▸ **What to work on**: Set down the full listing exactly, character for character.

== Task material ==

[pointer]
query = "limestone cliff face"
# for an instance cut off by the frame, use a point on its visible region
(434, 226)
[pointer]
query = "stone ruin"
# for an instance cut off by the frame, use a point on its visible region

===

▸ **Output for this task**:
[pointer]
query = "limestone cliff face"
# for an instance cut off by the frame, use a point on its visible region
(434, 226)
[pointer]
query = "stone ruin"
# for an instance cut off by the frame, use a point on its visible region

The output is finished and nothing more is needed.